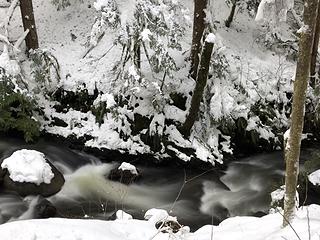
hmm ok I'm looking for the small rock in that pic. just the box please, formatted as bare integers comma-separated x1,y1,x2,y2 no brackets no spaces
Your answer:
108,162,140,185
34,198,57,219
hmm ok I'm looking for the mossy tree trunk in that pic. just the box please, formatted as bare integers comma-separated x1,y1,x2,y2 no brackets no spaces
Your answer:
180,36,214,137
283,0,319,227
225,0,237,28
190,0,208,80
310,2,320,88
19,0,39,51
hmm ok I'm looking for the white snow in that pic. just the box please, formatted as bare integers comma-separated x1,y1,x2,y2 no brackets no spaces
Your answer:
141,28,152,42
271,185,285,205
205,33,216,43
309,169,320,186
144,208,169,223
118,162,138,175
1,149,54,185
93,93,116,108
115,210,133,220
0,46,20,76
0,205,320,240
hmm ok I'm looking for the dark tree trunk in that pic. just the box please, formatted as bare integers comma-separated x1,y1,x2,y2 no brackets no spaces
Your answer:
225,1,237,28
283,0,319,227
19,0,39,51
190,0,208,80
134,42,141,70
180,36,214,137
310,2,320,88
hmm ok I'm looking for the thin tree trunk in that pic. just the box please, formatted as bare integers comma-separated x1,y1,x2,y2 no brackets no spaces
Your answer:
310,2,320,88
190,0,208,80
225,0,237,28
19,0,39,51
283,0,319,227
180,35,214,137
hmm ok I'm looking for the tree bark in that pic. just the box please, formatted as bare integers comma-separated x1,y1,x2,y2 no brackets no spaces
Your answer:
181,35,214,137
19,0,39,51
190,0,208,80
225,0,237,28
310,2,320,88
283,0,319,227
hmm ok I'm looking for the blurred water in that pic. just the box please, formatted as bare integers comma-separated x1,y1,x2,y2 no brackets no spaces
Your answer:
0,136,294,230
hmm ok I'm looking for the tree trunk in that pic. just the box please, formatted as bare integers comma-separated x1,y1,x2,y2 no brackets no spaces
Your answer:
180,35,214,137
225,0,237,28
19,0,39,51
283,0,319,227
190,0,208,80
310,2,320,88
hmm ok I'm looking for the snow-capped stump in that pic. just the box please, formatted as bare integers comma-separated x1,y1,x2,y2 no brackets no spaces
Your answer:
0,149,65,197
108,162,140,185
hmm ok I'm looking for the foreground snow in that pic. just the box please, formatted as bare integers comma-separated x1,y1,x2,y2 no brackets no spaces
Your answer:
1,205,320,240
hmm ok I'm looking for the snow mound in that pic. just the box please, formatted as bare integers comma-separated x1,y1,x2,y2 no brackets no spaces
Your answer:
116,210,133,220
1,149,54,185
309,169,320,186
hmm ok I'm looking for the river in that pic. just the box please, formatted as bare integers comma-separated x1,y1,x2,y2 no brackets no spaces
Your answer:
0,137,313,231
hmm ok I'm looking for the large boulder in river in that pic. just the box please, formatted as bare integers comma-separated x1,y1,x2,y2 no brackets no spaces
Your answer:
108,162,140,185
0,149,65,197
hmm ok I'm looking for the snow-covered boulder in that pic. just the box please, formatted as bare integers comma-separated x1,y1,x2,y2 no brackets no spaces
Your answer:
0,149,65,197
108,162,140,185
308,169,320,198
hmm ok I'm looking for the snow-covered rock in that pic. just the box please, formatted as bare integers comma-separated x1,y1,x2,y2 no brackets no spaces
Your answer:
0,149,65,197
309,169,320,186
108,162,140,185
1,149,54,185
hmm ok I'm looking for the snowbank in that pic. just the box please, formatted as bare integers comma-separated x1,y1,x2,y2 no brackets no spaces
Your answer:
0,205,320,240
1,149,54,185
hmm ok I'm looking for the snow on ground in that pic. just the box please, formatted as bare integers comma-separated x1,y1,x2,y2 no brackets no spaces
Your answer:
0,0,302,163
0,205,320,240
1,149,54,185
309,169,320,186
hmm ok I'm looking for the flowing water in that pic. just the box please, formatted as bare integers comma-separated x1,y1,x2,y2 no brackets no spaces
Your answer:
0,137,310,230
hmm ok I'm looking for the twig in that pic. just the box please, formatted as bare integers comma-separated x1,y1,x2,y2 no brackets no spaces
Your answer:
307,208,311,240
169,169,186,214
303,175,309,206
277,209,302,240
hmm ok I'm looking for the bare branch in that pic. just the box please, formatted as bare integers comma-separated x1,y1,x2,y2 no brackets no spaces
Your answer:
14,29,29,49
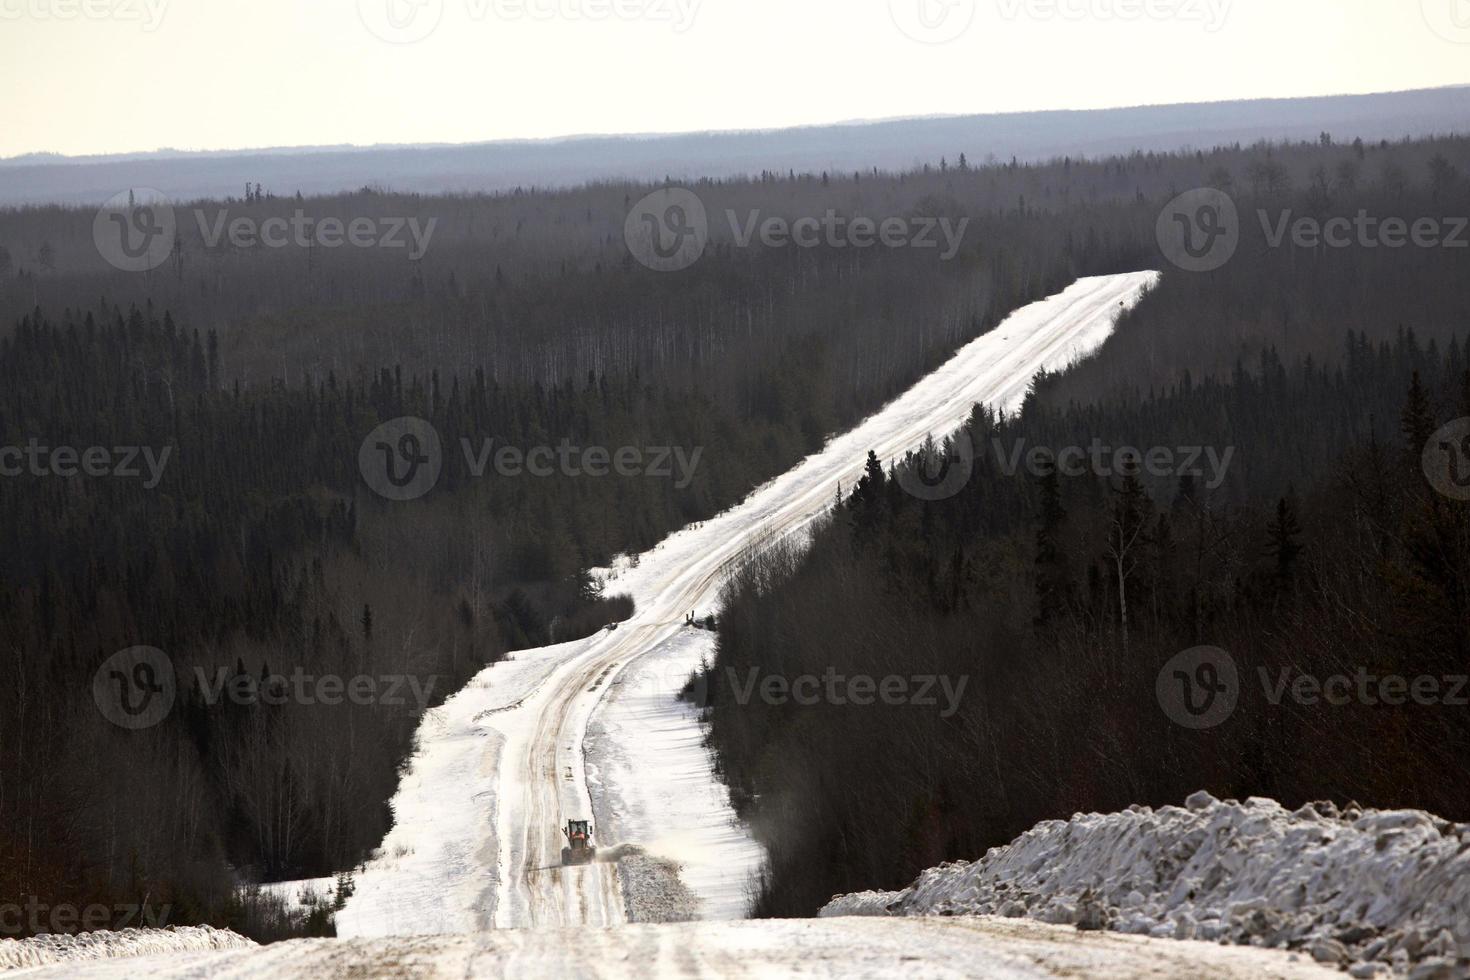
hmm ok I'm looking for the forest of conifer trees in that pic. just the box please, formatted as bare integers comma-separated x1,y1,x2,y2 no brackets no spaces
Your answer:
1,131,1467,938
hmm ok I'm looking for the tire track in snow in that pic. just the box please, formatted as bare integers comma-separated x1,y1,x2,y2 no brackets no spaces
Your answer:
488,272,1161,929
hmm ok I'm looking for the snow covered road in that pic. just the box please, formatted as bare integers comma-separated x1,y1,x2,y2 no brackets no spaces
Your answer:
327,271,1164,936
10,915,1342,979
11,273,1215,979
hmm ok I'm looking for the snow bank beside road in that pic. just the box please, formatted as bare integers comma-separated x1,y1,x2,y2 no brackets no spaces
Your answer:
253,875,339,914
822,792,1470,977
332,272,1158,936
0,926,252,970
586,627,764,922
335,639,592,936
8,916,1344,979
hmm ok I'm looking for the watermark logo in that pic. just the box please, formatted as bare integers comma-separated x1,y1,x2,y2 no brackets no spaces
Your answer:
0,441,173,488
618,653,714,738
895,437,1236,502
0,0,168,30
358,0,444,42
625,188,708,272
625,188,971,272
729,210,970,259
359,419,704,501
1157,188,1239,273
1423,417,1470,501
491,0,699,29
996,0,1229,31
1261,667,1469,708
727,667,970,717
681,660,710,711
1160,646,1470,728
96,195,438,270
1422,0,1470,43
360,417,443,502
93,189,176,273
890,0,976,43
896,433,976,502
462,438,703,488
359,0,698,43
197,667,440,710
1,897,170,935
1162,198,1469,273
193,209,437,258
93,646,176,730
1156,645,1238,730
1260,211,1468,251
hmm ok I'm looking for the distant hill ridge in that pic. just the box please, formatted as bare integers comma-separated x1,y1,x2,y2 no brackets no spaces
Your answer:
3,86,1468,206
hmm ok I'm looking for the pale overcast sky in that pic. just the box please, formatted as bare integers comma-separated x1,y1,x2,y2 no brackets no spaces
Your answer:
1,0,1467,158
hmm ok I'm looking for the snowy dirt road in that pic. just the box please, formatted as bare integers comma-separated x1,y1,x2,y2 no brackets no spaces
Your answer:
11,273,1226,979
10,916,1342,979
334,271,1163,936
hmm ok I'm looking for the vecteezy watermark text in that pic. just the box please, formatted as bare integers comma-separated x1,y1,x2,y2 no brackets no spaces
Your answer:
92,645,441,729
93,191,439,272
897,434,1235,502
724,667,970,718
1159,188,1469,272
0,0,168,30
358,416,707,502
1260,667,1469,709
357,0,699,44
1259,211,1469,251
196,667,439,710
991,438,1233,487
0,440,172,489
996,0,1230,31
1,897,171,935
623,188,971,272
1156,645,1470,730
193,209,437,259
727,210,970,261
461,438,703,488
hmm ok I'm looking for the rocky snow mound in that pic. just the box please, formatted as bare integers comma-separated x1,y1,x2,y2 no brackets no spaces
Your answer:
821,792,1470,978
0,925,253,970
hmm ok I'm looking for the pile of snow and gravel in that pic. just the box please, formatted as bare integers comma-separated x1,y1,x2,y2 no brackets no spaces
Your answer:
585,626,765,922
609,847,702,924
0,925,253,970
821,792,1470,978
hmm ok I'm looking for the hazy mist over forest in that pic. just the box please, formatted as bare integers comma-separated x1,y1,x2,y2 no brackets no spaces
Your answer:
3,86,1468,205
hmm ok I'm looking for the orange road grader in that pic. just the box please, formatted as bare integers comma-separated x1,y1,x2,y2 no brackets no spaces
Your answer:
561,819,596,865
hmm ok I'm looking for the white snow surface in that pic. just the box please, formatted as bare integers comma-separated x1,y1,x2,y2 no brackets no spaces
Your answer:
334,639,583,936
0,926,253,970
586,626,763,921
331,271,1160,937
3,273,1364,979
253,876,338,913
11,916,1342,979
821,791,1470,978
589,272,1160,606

--

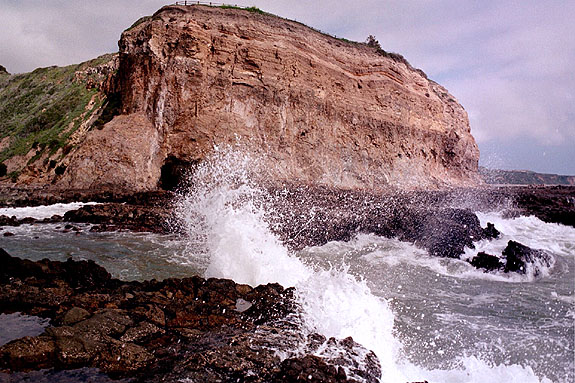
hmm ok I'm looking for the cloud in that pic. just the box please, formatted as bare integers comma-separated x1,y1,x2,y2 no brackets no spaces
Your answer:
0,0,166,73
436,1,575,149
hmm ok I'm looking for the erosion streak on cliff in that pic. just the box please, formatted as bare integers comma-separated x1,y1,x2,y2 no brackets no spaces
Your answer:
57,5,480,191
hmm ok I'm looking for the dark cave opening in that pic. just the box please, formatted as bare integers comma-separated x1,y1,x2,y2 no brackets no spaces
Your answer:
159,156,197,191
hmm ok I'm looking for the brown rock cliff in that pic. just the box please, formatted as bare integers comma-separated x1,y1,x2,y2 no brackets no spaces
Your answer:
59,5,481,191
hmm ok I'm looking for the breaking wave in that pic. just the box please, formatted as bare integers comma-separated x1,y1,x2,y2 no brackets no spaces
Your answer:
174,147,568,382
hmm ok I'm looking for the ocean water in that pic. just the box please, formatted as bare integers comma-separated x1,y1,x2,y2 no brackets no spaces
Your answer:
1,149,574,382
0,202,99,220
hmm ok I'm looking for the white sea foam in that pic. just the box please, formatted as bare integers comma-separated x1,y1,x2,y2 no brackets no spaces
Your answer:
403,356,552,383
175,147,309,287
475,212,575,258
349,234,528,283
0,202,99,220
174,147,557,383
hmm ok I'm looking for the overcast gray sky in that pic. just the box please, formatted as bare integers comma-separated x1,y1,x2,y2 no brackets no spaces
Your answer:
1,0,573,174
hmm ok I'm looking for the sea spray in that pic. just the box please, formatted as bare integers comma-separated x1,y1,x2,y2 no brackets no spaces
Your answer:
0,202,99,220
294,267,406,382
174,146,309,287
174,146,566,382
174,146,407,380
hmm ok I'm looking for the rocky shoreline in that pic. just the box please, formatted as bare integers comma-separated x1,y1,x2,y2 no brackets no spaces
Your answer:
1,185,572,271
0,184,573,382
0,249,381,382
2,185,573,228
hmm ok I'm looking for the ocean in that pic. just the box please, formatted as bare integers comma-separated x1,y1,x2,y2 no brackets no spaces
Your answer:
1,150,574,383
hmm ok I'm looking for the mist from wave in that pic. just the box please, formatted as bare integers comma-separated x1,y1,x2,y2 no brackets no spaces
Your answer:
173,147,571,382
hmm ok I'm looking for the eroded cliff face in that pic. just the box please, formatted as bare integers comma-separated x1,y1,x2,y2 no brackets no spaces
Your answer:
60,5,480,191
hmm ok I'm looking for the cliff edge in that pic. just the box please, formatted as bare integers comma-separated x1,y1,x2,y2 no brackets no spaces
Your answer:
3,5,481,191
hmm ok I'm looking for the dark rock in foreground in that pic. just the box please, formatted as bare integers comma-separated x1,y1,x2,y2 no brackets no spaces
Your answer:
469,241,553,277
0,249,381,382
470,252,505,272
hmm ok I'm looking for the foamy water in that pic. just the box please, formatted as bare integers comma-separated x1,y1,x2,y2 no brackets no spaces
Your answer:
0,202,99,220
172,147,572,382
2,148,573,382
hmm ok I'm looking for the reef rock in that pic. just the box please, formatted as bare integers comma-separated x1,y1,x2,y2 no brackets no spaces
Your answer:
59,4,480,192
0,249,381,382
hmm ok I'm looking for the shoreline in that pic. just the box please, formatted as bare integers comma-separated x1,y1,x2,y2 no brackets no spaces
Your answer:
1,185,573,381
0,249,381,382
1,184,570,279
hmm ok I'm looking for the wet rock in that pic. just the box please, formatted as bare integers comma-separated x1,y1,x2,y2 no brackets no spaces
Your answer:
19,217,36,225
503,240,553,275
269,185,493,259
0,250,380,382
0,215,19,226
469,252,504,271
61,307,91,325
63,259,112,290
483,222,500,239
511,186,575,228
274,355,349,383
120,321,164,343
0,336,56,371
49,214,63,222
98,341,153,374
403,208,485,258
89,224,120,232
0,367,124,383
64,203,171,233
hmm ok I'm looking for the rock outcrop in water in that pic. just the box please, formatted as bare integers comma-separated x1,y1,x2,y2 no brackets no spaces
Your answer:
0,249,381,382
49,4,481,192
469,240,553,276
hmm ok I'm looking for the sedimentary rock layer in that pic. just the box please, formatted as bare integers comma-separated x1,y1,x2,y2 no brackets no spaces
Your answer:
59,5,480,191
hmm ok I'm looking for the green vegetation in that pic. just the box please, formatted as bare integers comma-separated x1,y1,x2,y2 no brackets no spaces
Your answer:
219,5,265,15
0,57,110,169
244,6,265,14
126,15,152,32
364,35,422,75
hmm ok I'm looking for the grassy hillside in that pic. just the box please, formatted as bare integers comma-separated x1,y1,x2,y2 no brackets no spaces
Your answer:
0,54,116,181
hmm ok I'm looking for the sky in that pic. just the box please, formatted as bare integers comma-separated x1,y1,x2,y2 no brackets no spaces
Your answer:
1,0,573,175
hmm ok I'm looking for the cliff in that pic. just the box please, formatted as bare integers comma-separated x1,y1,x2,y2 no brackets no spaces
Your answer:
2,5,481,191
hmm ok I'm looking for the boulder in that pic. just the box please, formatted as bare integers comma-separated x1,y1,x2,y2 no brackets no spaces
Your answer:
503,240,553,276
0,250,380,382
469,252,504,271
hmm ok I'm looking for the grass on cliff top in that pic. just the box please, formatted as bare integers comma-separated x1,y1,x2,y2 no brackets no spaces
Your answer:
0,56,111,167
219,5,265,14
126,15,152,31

--

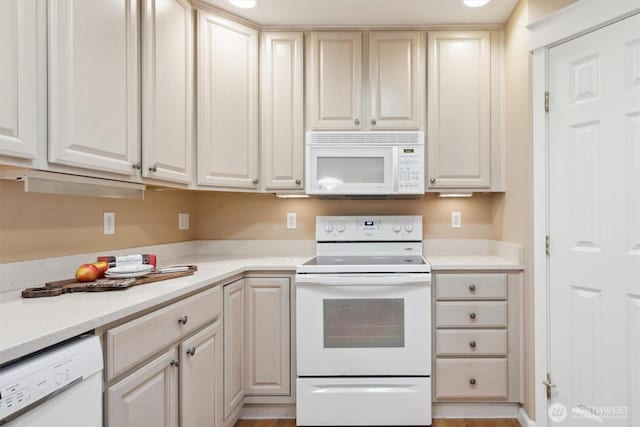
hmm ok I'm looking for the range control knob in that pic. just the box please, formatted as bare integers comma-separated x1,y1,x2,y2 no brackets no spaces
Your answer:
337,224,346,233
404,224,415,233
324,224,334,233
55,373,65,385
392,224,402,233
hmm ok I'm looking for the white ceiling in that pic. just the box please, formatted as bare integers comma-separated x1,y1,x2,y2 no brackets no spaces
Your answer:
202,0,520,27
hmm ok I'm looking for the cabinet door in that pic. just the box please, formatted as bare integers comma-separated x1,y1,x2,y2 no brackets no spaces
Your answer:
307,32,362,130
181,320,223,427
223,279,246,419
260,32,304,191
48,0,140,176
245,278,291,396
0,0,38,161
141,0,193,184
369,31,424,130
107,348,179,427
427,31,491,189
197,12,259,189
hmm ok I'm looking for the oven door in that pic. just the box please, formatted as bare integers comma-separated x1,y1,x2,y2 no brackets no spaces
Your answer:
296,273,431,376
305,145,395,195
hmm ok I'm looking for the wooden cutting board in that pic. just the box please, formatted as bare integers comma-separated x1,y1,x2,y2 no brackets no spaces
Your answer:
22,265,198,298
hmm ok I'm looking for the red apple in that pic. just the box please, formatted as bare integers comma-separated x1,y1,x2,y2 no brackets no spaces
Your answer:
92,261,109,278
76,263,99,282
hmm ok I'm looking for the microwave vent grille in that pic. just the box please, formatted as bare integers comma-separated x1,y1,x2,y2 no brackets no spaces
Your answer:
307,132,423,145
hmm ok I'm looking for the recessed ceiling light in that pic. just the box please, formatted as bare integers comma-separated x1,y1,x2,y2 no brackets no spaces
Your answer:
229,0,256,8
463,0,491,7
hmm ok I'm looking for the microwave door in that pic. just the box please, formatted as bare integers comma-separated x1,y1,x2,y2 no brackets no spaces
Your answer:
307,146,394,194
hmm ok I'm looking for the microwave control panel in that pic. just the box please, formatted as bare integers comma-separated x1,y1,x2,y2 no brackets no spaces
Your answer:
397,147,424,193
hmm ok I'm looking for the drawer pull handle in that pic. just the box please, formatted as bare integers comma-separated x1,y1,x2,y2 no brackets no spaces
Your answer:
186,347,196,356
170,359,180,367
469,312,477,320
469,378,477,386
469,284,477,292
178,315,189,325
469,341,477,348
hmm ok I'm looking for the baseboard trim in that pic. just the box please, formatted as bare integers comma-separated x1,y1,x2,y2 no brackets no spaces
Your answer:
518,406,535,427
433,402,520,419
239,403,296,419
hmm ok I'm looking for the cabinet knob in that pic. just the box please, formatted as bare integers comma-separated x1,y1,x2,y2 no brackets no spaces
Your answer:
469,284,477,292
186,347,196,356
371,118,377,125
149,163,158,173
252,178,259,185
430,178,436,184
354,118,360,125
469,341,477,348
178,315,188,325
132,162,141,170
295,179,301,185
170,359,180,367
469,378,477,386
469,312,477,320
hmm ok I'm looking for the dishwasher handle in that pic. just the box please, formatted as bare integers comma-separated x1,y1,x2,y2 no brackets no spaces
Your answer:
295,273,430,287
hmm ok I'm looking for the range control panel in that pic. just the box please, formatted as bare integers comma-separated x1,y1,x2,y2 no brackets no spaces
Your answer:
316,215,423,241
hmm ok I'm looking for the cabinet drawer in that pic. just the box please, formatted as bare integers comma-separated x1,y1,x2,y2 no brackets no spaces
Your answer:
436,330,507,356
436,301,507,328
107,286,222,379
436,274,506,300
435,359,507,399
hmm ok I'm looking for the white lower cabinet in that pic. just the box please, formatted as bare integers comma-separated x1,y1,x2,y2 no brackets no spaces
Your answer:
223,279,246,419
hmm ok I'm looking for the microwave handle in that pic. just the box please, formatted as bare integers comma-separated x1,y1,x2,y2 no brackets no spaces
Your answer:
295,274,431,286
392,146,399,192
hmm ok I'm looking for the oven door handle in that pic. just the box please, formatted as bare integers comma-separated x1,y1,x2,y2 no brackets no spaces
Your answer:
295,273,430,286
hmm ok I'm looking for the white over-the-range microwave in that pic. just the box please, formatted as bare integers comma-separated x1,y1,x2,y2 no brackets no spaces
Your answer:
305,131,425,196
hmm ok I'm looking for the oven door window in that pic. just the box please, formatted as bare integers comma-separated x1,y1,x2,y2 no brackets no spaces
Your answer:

--

EXERCISE DESCRIPTION: Using the data above, reproduce exactly the lines from the line that contains "hmm ok I'm looking for the small" through the line that contains "hmm ok I'm looking for the white snow in", including both.

FINISHED EXERCISE:
hmm ok I'm looking for the small rock in that pic. just the box please, formatted as bare integers comma-separated x1,y1,x2,y2 no brackets no spaces
Your answer:
108,162,140,185
34,198,57,219
hmm ok I'm looking for the mossy tree trunk in that pic. just the box please, formatted as bare integers comma-separated x1,y1,x2,y2 no brackets no spaces
Your answer:
180,36,214,137
283,0,319,227
225,0,237,28
190,0,208,80
310,2,320,88
19,0,39,51
hmm ok I'm looking for the white snow in that pic. just the box please, formatted as bare integers comma-separated x1,y1,x2,y2 no brackets no spaces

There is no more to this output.